Problema proposto A -
Responda, com base no texto sobre Daniel Veiga:
(i) Em que ano ele passou pelo Núcleo de Dramaturgia do SESI São Paulo?
(ii) Onde ele atuou como oficineiro em 2018?
(iii) Com quem ele fundou o Coletivo de Atores Transmasculines (CATS)?
Problema proposto B - Copie do texto sobre Daniel Veiga o trecho que começa nas palavras "Daniel Veiga é" e termina depois de "na Escola Roteiraria.".
Problema proposto C - Por favor, dê a continuação do texto sobre Daniel Veiga a partir do ponto em que ele termina.

Seleção -
Daniel Veiga é homem trans e preto, ator, roteirista, dramaturgo e diretor teatral. Sua formação em dramaturgia tem percurso no Núcleo de Dramaturgia do SESI São Paulo (em 2019), no curso de Dramaturgia da SP Escola de Teatro (2016) e no Núcleo de Dramaturgia Escola Livre de Teatro de Santo André (2016). Também fez o curso de formação na Escola Roteiraria.
Atua também como docente. Em 2019 e 2020 foi artista convidado no curso de Dramaturgia na SP Escola de Teatro. Em 2018 atuou como oficineiro no curso O Ator Criador e a Dramaturgia Queer no Sesc Ipiranga. Nesse sentido, intenta ampliar a construção de personagens LGBTQIA+, dando complexidade à representação dessas pessoas. Fundou, junto com Léo Moreira Sá, o Coletivo de Atores Transmasculines (CATS), que intenta dar visibilidade, discutir sobre a necessidade de representatividade nas artes e construir uma rede de apoio entre os artistas transmasculines.

Material fornecido -

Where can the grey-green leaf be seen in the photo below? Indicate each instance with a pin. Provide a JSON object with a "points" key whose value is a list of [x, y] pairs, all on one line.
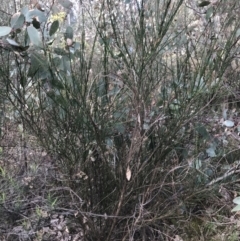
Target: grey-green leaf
{"points": [[17, 21], [235, 209], [33, 13], [203, 4], [236, 200], [54, 27], [34, 36], [4, 30], [69, 32], [66, 3]]}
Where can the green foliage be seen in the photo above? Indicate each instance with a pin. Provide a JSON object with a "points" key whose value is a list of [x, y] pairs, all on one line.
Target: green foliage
{"points": [[120, 104]]}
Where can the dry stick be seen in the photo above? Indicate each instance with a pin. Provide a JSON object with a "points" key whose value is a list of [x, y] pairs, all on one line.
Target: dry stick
{"points": [[118, 209], [227, 174]]}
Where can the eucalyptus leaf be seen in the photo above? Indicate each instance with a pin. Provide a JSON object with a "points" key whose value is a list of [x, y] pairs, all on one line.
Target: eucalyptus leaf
{"points": [[202, 131], [228, 123], [69, 33], [66, 3], [4, 30], [34, 36], [35, 13], [211, 152], [203, 4], [236, 200], [54, 27], [235, 209], [17, 20], [24, 10]]}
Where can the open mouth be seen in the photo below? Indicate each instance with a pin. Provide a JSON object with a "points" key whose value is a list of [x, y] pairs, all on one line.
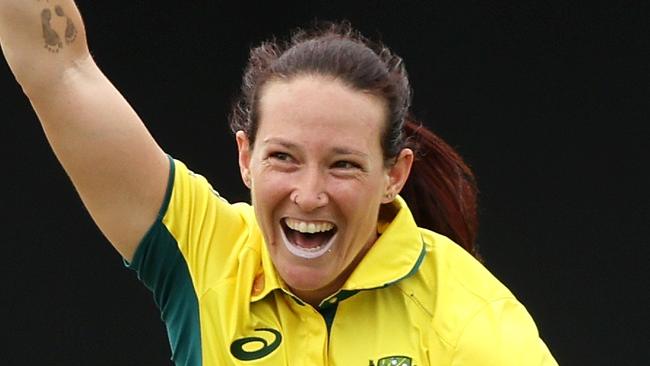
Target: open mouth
{"points": [[307, 240]]}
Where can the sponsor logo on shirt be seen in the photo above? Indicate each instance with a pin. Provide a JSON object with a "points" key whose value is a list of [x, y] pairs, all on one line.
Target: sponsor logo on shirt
{"points": [[251, 348], [393, 361]]}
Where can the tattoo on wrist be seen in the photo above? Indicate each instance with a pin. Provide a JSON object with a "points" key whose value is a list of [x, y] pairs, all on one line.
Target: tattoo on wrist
{"points": [[51, 31]]}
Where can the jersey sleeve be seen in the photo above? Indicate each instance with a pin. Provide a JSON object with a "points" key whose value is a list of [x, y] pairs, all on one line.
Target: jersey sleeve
{"points": [[502, 334], [186, 249]]}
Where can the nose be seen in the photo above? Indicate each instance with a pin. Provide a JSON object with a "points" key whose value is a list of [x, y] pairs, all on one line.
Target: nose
{"points": [[310, 190]]}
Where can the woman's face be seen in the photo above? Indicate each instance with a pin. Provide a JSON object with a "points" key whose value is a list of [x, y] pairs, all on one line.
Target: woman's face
{"points": [[317, 178]]}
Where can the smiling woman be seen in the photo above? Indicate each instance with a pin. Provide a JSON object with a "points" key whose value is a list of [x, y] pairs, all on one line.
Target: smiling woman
{"points": [[328, 265]]}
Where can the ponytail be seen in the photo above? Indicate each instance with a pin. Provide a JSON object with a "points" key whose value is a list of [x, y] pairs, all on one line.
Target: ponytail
{"points": [[441, 190]]}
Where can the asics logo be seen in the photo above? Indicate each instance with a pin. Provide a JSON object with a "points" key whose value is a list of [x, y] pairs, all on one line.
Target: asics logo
{"points": [[254, 348]]}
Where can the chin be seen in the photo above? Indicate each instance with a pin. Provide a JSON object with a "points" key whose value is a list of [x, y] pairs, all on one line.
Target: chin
{"points": [[303, 277]]}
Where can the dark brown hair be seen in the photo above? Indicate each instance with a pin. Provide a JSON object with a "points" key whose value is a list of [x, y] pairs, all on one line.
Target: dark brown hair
{"points": [[441, 189]]}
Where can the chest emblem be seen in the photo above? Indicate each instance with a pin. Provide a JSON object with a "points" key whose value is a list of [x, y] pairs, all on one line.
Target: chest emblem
{"points": [[256, 347]]}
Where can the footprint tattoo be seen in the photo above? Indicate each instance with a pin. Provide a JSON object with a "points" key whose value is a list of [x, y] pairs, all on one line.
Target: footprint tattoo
{"points": [[52, 40], [70, 29]]}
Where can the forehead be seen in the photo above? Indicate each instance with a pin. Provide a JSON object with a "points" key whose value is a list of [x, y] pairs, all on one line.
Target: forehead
{"points": [[317, 109]]}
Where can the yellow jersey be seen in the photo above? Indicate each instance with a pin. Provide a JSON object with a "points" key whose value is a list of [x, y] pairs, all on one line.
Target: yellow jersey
{"points": [[415, 299]]}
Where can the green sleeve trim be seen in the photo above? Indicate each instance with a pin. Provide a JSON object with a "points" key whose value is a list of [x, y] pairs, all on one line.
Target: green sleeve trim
{"points": [[161, 267]]}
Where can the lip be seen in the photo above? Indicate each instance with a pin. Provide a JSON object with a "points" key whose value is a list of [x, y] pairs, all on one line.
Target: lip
{"points": [[307, 253]]}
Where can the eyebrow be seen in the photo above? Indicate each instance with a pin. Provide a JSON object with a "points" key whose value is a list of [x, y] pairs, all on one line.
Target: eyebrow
{"points": [[339, 150]]}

Resposta A -
(i) Em 2019.
(ii) No Sesc Ipiranga.
(iii) Com Léo Moreira Sá.

Resposta B -
Daniel Veiga é homem trans e preto, ator, roteirista, dramaturgo e diretor teatral. Sua formação em dramaturgia tem percurso no Núcleo de Dramaturgia do SESI São Paulo (em 2019), no curso de Dramaturgia da SP Escola de Teatro (2016) e no Núcleo de Dramaturgia Escola Livre de Teatro de Santo André (2016). Também fez o curso de formação na Escola Roteiraria.

Resposta C -
Tem atuação forte no audiovisual como ator e roteirista. Atuando, ganhou o Kikito no Festival de Cinema de Gramado e Araibu no Festival de Cinema de Jaguaribe. Como roteirista, assinou roteiro para a Ocupação Lima Duarte no Itaú Cultural; o PROAC para desenvolvimento de roteiro; o Prêmio Novos Roteiros da Organização dos Estados Ibero-Americanos. Atualmente, está escrevendo o curta Uma paixão no deserto, inspirado num conto de Balzac, no desenvolvimento do piloto da série Êxtase, de Leo Moreira Sá, além de estar na sala de roteiro do seriado DIVA!.
Como dramaturgo, assina os seguintes textos: A Estrangeira (2021); Nossos olhos (2021); CAMILO (2019); Antes dos deuses (2018); Terra quebrada (2016); Angela boneca (2015); Da mais bela que tive (2014); Trinta de julho (2010).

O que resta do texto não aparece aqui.